Segment Start: SUPPLIED MATERIAL
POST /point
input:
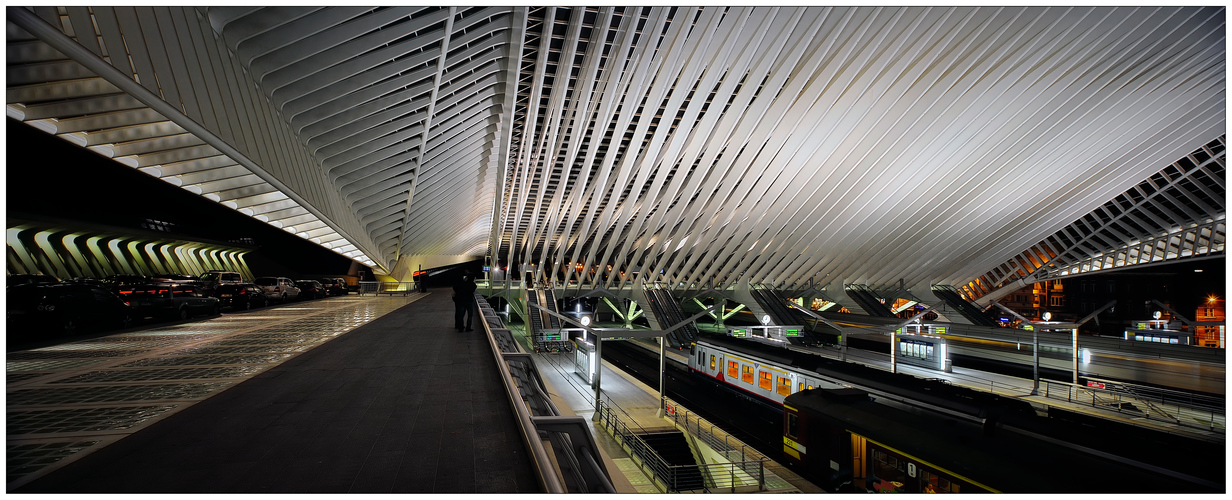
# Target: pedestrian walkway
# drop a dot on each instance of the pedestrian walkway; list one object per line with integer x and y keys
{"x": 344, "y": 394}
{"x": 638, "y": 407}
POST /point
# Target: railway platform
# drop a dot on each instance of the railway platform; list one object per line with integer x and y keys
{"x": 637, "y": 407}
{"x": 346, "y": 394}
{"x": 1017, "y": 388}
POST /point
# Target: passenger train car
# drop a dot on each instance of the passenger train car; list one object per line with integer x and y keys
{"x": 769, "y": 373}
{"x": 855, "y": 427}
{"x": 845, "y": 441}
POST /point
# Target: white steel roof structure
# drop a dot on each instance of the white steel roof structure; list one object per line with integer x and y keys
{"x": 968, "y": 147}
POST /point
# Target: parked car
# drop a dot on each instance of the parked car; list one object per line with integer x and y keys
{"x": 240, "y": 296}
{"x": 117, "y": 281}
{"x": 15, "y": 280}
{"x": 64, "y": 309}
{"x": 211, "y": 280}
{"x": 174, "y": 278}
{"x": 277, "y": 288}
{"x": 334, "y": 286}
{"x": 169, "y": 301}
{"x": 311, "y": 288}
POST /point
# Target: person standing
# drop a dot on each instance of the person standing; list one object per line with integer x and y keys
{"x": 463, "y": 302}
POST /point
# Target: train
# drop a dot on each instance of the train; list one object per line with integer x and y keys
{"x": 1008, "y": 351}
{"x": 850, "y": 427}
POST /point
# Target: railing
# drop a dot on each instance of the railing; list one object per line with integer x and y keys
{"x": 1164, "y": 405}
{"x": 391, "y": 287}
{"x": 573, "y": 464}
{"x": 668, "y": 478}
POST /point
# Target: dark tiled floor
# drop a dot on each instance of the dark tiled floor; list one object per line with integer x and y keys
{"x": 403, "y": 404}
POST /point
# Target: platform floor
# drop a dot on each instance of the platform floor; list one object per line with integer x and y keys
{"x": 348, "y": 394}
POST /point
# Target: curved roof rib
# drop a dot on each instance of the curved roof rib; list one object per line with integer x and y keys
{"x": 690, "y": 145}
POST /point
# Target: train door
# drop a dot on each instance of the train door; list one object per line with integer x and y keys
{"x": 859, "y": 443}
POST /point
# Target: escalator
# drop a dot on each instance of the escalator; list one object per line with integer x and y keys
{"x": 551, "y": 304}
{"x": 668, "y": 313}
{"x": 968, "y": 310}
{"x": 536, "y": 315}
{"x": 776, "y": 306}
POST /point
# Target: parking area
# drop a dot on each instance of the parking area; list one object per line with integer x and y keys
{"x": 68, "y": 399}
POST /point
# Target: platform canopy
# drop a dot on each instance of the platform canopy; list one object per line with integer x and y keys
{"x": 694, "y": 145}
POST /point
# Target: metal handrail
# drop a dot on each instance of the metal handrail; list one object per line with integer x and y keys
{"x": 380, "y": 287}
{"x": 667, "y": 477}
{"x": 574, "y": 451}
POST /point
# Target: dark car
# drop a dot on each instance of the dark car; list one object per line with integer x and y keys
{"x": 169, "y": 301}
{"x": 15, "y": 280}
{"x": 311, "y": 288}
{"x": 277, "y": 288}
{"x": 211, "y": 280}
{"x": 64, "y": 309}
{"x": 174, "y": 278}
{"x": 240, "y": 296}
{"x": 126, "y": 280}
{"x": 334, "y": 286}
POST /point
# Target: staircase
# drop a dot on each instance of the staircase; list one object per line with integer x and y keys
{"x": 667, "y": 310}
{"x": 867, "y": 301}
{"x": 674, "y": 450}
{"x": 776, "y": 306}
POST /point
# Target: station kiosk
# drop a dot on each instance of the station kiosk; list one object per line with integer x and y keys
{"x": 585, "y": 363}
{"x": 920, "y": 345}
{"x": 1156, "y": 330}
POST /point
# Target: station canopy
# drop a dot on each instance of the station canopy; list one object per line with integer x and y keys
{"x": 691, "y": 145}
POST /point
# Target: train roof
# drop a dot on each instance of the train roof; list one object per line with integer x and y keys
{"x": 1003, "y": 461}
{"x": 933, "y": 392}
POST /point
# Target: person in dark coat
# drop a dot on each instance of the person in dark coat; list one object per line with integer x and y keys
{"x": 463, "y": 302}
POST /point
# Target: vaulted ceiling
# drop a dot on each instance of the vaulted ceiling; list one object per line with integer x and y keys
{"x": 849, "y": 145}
Segment End: SUPPLIED MATERIAL
**WHAT IS EXPECTED:** Output exactly the lines between the one containing "# Target: metal handrail" and the final line above, both inclusive.

**WRITTEN REPLY:**
# Target: metal handrail
# drop a dot on each instance of the metal handrail; list one object per line with integer x and y keys
{"x": 380, "y": 287}
{"x": 667, "y": 477}
{"x": 574, "y": 451}
POST /point
# Target: dark car
# drop a dot on each instance of the dark car; list one object per line with integer x and y keys
{"x": 169, "y": 301}
{"x": 15, "y": 280}
{"x": 311, "y": 288}
{"x": 277, "y": 288}
{"x": 211, "y": 280}
{"x": 64, "y": 309}
{"x": 174, "y": 278}
{"x": 240, "y": 296}
{"x": 126, "y": 280}
{"x": 334, "y": 286}
POST /point
# Target: staircase
# drop a dot on each instance of the staircase; list one object per line with integer x and y keys
{"x": 667, "y": 310}
{"x": 867, "y": 301}
{"x": 674, "y": 450}
{"x": 776, "y": 306}
POST /point
# Target: station kiosk
# drop a dot on each instance of the station kiosk; list one object per line with integer x and y keys
{"x": 585, "y": 363}
{"x": 920, "y": 345}
{"x": 1156, "y": 330}
POST /point
# Target: station canopy
# drop a dot on each instance of the station canopy; list one object per line with integer x and y keys
{"x": 691, "y": 145}
POST /point
# Target: train roof
# drop a dot on each instance of the train roof; list one object per line with integer x and y keys
{"x": 1003, "y": 461}
{"x": 933, "y": 392}
POST /point
# Target: person in dark coat
# drop a dot on each instance of the person in dark coat; list one object per line with integer x and y keys
{"x": 463, "y": 302}
POST /point
# Target: vaulted ceiling
# drop a dot on each instance of the vaulted ceiling; list one object per line with integer x and y keys
{"x": 849, "y": 145}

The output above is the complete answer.